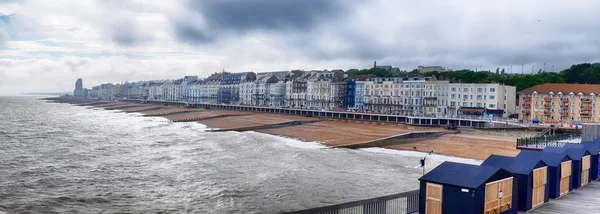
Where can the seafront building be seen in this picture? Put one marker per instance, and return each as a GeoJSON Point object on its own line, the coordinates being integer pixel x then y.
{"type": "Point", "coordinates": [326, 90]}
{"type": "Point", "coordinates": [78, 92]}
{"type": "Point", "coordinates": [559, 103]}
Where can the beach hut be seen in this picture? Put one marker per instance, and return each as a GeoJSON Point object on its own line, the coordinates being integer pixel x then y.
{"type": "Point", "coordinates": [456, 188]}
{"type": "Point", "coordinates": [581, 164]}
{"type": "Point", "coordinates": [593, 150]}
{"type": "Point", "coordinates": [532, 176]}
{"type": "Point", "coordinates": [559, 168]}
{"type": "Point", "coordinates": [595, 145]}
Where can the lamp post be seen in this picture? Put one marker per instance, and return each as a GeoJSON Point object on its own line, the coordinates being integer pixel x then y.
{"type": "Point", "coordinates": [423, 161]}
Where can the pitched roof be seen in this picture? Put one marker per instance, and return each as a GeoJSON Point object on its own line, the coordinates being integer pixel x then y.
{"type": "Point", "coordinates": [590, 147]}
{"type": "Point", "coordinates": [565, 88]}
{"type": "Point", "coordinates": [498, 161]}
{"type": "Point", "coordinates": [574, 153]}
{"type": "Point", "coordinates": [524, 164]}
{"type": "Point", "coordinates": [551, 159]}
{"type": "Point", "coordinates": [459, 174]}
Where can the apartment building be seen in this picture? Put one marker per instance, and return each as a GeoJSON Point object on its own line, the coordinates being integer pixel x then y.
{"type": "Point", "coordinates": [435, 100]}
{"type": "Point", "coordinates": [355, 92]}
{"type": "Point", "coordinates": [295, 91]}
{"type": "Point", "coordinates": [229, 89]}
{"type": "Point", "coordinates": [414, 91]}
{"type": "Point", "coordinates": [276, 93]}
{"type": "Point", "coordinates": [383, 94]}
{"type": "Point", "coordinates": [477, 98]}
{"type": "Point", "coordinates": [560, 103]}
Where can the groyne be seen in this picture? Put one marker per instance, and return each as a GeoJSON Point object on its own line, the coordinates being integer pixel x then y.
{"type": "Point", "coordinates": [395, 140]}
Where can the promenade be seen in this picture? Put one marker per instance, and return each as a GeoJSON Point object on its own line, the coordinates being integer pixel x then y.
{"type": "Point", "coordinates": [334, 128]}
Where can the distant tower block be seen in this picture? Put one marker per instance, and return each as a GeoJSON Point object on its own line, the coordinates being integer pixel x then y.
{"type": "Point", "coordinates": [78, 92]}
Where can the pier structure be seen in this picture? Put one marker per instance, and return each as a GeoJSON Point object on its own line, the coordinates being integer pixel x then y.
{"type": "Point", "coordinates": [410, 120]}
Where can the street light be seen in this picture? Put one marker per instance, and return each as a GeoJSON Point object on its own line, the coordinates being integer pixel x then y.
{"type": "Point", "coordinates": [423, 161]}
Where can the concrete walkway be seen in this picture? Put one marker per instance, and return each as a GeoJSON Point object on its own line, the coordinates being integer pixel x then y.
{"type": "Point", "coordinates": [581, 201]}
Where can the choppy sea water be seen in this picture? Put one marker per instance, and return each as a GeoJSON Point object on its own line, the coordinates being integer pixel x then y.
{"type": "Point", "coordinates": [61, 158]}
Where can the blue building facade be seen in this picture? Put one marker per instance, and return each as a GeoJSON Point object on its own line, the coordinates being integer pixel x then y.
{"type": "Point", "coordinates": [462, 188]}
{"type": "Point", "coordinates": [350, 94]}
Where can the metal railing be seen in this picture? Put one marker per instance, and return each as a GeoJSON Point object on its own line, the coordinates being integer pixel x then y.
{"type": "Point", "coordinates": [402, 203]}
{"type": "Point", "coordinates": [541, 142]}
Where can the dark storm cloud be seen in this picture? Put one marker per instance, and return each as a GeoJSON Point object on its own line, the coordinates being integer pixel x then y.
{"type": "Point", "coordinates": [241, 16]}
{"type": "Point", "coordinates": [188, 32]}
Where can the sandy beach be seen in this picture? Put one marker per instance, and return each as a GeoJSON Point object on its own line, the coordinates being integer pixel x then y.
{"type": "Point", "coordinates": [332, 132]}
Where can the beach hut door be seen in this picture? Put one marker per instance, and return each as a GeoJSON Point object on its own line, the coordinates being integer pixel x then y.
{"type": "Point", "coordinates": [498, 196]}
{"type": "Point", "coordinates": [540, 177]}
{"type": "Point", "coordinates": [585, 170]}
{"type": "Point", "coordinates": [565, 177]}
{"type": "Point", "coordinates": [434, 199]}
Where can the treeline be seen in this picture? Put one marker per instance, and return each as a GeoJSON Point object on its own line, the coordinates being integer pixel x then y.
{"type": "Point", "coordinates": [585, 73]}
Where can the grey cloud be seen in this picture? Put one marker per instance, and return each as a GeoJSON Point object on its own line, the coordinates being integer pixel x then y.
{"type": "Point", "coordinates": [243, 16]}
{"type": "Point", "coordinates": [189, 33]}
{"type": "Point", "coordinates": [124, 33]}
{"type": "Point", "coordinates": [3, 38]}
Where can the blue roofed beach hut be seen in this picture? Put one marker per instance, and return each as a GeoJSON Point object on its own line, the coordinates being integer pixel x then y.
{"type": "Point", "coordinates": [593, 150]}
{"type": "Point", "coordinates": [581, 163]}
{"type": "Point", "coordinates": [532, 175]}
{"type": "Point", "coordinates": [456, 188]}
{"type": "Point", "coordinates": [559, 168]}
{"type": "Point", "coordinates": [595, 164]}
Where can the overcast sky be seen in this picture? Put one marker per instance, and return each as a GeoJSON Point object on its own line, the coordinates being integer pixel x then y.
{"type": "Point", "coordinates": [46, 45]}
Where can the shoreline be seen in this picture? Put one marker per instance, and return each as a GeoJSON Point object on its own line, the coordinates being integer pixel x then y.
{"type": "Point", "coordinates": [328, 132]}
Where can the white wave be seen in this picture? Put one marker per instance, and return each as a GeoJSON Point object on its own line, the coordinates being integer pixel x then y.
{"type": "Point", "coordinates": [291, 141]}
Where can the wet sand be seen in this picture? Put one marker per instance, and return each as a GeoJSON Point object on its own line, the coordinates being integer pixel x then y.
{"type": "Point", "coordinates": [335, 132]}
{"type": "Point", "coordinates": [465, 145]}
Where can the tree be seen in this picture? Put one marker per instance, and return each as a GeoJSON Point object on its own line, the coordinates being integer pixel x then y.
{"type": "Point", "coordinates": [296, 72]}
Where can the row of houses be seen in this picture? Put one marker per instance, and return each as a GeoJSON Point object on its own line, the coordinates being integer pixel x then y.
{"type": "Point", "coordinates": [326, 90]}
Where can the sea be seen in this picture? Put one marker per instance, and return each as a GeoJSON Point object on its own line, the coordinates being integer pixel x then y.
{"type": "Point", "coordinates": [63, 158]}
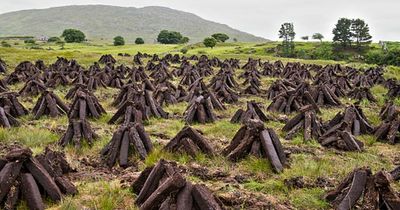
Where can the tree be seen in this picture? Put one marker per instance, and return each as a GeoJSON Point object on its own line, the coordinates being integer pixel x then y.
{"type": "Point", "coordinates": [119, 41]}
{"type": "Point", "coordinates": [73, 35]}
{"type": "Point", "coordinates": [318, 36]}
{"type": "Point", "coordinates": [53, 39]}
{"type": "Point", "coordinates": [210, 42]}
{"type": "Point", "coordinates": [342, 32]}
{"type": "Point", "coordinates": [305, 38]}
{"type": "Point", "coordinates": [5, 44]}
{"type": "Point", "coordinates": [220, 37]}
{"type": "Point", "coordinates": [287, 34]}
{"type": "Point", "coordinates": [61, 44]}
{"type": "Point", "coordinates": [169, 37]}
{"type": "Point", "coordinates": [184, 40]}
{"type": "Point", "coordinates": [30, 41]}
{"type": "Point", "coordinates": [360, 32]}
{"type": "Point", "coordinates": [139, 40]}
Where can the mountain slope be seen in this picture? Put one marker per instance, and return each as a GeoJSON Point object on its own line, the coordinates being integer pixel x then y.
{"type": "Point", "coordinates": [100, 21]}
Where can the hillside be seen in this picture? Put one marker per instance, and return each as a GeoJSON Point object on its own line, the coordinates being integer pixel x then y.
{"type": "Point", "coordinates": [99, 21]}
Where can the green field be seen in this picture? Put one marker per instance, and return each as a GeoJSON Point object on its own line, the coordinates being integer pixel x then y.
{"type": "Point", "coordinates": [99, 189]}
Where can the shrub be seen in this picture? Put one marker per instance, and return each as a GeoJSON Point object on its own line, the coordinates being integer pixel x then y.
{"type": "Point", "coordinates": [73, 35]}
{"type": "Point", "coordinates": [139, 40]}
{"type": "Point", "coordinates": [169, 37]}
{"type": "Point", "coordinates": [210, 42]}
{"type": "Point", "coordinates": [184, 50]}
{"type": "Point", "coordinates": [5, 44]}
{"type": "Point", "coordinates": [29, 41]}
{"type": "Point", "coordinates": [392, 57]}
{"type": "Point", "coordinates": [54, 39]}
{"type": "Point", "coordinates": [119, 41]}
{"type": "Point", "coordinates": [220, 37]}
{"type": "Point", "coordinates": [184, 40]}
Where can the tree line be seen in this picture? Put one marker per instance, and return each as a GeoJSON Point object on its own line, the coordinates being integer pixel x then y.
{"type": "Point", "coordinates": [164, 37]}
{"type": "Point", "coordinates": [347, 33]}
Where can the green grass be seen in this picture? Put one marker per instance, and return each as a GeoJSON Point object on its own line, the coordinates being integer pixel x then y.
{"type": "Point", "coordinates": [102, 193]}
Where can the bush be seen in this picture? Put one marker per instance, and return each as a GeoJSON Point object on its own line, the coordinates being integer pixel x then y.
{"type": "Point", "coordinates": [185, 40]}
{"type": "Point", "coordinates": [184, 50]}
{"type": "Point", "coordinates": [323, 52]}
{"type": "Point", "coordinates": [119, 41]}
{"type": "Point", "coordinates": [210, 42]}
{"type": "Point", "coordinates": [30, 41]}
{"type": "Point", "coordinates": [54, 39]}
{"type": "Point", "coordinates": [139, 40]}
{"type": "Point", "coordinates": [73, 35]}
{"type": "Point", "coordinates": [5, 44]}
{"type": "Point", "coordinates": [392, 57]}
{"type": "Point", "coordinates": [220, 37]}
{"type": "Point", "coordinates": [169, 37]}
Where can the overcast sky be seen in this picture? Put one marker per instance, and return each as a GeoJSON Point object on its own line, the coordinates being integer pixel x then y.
※
> **DIRECTIONS**
Output the line containing "Where can the green grass" and all lines after it to the end of the records, exactly as given.

> **FINISHED ANSWER**
Where can the green grass be seen in this picture? Put one marker per instance, and return each as a GeoJSON Point object on its own line, the coordinates being integer pixel x then y.
{"type": "Point", "coordinates": [102, 193]}
Where can the bush be seen in this picture? Put one marker per instance, and return each as a GeoJSON Point object on its own line, the coordinates being integer pixel x then y.
{"type": "Point", "coordinates": [185, 40]}
{"type": "Point", "coordinates": [184, 50]}
{"type": "Point", "coordinates": [323, 52]}
{"type": "Point", "coordinates": [119, 41]}
{"type": "Point", "coordinates": [210, 42]}
{"type": "Point", "coordinates": [30, 41]}
{"type": "Point", "coordinates": [54, 39]}
{"type": "Point", "coordinates": [139, 40]}
{"type": "Point", "coordinates": [73, 35]}
{"type": "Point", "coordinates": [5, 44]}
{"type": "Point", "coordinates": [392, 57]}
{"type": "Point", "coordinates": [220, 37]}
{"type": "Point", "coordinates": [169, 37]}
Where can the overcast sky be seen in this picture? Put one marker per instance, and return each as a GeoJSON Point object on its own line, the coordinates being integer pixel x then y.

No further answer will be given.